> **Goal of the exercise**
Each line that follows is to be retyped exactly.

> **Records from a collection**
* * *

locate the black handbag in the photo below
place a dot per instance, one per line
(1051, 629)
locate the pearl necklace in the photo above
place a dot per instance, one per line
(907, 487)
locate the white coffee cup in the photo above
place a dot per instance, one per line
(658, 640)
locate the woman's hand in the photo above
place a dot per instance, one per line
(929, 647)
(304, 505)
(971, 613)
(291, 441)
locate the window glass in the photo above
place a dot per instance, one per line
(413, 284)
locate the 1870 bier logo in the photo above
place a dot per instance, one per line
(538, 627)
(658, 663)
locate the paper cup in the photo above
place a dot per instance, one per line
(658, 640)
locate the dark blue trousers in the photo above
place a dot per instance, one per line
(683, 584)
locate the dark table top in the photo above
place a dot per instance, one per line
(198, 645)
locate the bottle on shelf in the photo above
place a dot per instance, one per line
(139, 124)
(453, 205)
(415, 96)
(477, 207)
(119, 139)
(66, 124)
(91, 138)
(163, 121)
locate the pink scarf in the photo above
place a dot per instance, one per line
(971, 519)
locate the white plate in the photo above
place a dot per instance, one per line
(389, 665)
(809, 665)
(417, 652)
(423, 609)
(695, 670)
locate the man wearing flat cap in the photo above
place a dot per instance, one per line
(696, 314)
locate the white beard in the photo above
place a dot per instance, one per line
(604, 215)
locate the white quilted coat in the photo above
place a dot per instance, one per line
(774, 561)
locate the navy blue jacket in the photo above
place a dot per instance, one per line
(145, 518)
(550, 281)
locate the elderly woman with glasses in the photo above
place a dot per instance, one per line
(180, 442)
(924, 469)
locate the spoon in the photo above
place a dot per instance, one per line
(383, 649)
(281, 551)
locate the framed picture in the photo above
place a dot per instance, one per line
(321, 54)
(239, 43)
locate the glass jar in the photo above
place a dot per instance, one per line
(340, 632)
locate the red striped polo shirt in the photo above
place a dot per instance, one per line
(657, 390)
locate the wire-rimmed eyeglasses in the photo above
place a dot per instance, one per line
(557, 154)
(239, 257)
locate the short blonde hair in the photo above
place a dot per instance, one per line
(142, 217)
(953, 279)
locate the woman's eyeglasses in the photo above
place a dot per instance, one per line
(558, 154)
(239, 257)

* * *

> **Written answer**
locate the black handbag in the photo below
place a dot per instance, one per line
(1051, 629)
locate the pearl necklace in the photo above
place a dot per instance, one per line
(907, 487)
locate the white coffee cup in the photo above
place a dot per instance, one per line
(658, 640)
locate the woman's hand in the photo above
place a dot per instance, one per line
(929, 647)
(304, 505)
(971, 613)
(291, 441)
locate the window glass in the photo above
place a dot per instance, one per line
(413, 284)
locate the 1870 bier logo in the photo above
place a dot per instance, one per line
(538, 627)
(658, 663)
locate the paper cup in the photo above
place a dot per instance, one per line
(658, 640)
locate the dark blue trousers in the photo above
place a dot per instance, one per line
(683, 584)
locate the dark table top in the photo above
place a dot per instance, one per line
(198, 645)
locate the bottle on shelf in the photo above
place a dot per instance, one per line
(139, 124)
(453, 205)
(415, 96)
(477, 207)
(119, 139)
(66, 124)
(91, 138)
(163, 121)
locate the pink scarf in the photo above
place a dot per instance, one per line
(971, 519)
locate the white plate in the photo above
place a dot per instance, one per line
(389, 665)
(809, 665)
(417, 652)
(423, 609)
(695, 670)
locate the man wearing flat cap in the photo above
place a dot per instance, one per line
(696, 314)
locate the white beard in the photo above
place a dot per instance, one per line
(604, 215)
locate the white quilted coat in the photo above
place a dot per instance, one per line
(774, 561)
locate the navy blue jacket in the photo above
place a dot per instance, one per line
(145, 518)
(550, 281)
locate the elderly woman with glasses in the photo above
place a dot per instance, one per line
(180, 442)
(924, 469)
locate the spoon in the photo above
place a dot per instance, one per line
(383, 649)
(281, 551)
locate the framed picture in the photo above
place a dot per instance, one per line
(321, 54)
(239, 43)
locate the glass jar in the photo above
place a dot per instance, one per line
(340, 632)
locate the red striped polo shirt in the photo above
place a dot per instance, one per line
(657, 390)
locate the wire-rimmed eyeglasses in the photo above
place a dot per instance, one per line
(557, 154)
(239, 257)
locate the short blonde hair in the photo above
place a dot per instance, one per line
(142, 217)
(953, 279)
locate the woman's eyeglasses in the photo above
place a dot per instance, one per line
(558, 154)
(239, 257)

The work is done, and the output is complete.